• WHAT IS NEEDED:
Write out every entry word for word.

BEGIN STORED DATA

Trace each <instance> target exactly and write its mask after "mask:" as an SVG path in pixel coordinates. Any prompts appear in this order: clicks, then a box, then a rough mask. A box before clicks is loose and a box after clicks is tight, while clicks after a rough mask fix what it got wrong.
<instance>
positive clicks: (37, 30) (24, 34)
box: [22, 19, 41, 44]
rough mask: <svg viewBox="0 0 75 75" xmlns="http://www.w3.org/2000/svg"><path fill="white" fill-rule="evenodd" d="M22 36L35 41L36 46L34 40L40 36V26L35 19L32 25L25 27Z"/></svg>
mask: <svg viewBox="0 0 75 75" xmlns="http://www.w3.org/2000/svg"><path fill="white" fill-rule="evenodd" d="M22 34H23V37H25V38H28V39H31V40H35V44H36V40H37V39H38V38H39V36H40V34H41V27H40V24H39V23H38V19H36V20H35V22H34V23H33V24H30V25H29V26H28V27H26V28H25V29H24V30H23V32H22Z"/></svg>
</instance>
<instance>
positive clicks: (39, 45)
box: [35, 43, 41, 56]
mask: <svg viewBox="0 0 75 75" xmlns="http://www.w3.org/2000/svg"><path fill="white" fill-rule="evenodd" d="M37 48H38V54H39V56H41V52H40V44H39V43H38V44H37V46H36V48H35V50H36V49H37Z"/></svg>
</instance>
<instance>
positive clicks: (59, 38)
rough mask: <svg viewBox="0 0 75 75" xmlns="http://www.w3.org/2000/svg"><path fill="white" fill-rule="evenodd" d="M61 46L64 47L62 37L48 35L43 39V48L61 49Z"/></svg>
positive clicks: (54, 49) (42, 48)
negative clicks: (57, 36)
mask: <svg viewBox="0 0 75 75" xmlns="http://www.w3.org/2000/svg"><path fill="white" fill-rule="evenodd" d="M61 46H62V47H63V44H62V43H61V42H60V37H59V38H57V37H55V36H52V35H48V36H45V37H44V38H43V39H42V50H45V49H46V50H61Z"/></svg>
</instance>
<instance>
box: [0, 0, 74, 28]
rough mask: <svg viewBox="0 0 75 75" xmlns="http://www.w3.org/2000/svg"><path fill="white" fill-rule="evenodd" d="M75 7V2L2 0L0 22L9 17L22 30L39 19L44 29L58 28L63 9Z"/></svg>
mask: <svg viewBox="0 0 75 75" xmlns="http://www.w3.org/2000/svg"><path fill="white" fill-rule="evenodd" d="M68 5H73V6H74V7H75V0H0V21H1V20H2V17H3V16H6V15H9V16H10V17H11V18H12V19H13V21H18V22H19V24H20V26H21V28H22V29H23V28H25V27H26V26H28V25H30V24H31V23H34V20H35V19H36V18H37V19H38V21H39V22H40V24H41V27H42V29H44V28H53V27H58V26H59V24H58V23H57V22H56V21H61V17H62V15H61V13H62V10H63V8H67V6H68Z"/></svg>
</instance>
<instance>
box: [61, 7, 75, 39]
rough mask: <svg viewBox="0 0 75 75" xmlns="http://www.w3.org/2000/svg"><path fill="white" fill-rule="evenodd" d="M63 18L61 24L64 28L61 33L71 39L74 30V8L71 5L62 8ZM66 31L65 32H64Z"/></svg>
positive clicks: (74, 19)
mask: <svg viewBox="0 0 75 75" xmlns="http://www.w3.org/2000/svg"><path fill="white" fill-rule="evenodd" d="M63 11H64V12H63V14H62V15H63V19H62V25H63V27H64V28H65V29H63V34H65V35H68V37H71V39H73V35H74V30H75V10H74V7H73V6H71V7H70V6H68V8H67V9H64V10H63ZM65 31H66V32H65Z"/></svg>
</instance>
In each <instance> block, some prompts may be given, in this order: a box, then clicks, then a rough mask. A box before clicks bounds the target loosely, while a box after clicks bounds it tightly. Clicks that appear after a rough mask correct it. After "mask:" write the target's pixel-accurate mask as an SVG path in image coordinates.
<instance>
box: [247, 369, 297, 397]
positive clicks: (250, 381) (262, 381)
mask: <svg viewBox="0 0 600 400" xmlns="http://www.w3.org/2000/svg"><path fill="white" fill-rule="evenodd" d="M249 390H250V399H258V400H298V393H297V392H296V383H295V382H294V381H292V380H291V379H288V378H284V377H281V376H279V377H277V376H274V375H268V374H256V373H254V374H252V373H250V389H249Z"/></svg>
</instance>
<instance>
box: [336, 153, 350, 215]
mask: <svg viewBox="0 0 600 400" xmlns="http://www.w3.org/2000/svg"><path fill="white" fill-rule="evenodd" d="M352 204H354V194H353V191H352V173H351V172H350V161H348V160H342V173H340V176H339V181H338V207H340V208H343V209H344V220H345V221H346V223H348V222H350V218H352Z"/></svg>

END STORED DATA

• RESULT OF THE EXERCISE:
Trace each <instance> target exactly and write its mask after "mask:" as an SVG path in pixel coordinates. Any prompts appear in this order: clicks, then a box, then a rough mask. A box before clicks is loose and a box after clicks is tight, while clicks after a rough mask fix what it got wrong.
<instance>
positive clicks: (37, 30) (24, 34)
box: [22, 19, 41, 44]
rough mask: <svg viewBox="0 0 75 75" xmlns="http://www.w3.org/2000/svg"><path fill="white" fill-rule="evenodd" d="M22 36L35 41L36 46L34 40L40 36V26L35 19L32 25L25 27Z"/></svg>
mask: <svg viewBox="0 0 75 75" xmlns="http://www.w3.org/2000/svg"><path fill="white" fill-rule="evenodd" d="M22 34H23V37H25V38H28V39H31V40H35V44H36V40H37V39H38V38H39V36H40V34H41V27H40V24H39V23H38V19H36V20H35V22H34V23H33V24H30V25H29V26H28V27H26V28H25V29H24V30H23V32H22Z"/></svg>
</instance>
<instance>
positive clicks: (39, 45)
box: [35, 43, 41, 56]
mask: <svg viewBox="0 0 75 75" xmlns="http://www.w3.org/2000/svg"><path fill="white" fill-rule="evenodd" d="M37 48H38V54H39V56H41V52H40V44H39V43H38V44H37V46H36V48H35V50H36V49H37Z"/></svg>
</instance>
<instance>
positive clicks: (59, 38)
rough mask: <svg viewBox="0 0 75 75" xmlns="http://www.w3.org/2000/svg"><path fill="white" fill-rule="evenodd" d="M61 46L64 47L62 37L48 35L43 39V48L61 49Z"/></svg>
positive clicks: (54, 49) (42, 48)
negative clicks: (57, 36)
mask: <svg viewBox="0 0 75 75" xmlns="http://www.w3.org/2000/svg"><path fill="white" fill-rule="evenodd" d="M61 46H62V47H63V44H62V43H61V42H60V37H59V38H57V37H55V36H52V35H48V36H45V37H44V38H43V39H42V50H45V49H46V50H61Z"/></svg>
</instance>
<instance>
box: [0, 0, 74, 28]
rough mask: <svg viewBox="0 0 75 75" xmlns="http://www.w3.org/2000/svg"><path fill="white" fill-rule="evenodd" d="M75 7V2L2 0L0 22L9 17L22 30L39 19L44 29L58 28L63 9Z"/></svg>
mask: <svg viewBox="0 0 75 75" xmlns="http://www.w3.org/2000/svg"><path fill="white" fill-rule="evenodd" d="M68 5H73V6H74V7H75V0H0V21H1V20H2V17H3V16H6V15H9V16H10V17H11V18H12V19H13V21H18V22H19V24H20V26H21V28H22V29H23V28H25V27H26V26H28V25H30V24H31V23H34V20H35V19H36V18H37V19H38V21H39V22H40V24H41V27H42V29H44V28H53V27H58V26H59V24H58V23H57V22H56V21H61V17H62V15H61V13H62V10H63V8H67V6H68Z"/></svg>
</instance>
<instance>
box: [61, 7, 75, 39]
rough mask: <svg viewBox="0 0 75 75" xmlns="http://www.w3.org/2000/svg"><path fill="white" fill-rule="evenodd" d="M63 18L61 24L64 28L61 33L71 39L74 30V8L71 5L62 8ZM66 31L65 32H64Z"/></svg>
positive clicks: (74, 19)
mask: <svg viewBox="0 0 75 75" xmlns="http://www.w3.org/2000/svg"><path fill="white" fill-rule="evenodd" d="M63 11H64V12H63V14H62V15H63V19H62V25H63V27H64V28H65V29H63V34H65V35H68V37H71V39H73V35H74V30H75V10H74V7H73V6H71V7H70V6H68V8H67V9H64V10H63ZM65 31H66V32H65Z"/></svg>
</instance>
In each <instance> block, some prompts may be given, in this order: a box, then clicks, then a rough mask. A box before clicks bounds the target loosely, while a box after clicks bounds it tightly. Clicks that appear after a rough mask correct it. After "mask:" write the target's pixel-accurate mask as an SVG path in image coordinates.
<instance>
box: [247, 369, 297, 397]
positive clicks: (250, 381) (262, 381)
mask: <svg viewBox="0 0 600 400" xmlns="http://www.w3.org/2000/svg"><path fill="white" fill-rule="evenodd" d="M249 390H250V399H258V400H298V393H297V392H296V383H295V382H294V381H292V380H291V379H288V378H284V377H281V376H279V377H277V376H274V375H268V374H256V373H254V374H252V373H250V389H249Z"/></svg>
</instance>
<instance>
box: [336, 153, 350, 215]
mask: <svg viewBox="0 0 600 400" xmlns="http://www.w3.org/2000/svg"><path fill="white" fill-rule="evenodd" d="M352 204H354V194H353V191H352V173H351V172H350V161H348V160H342V173H340V176H339V181H338V207H340V208H343V209H344V220H345V221H346V223H348V222H350V218H352Z"/></svg>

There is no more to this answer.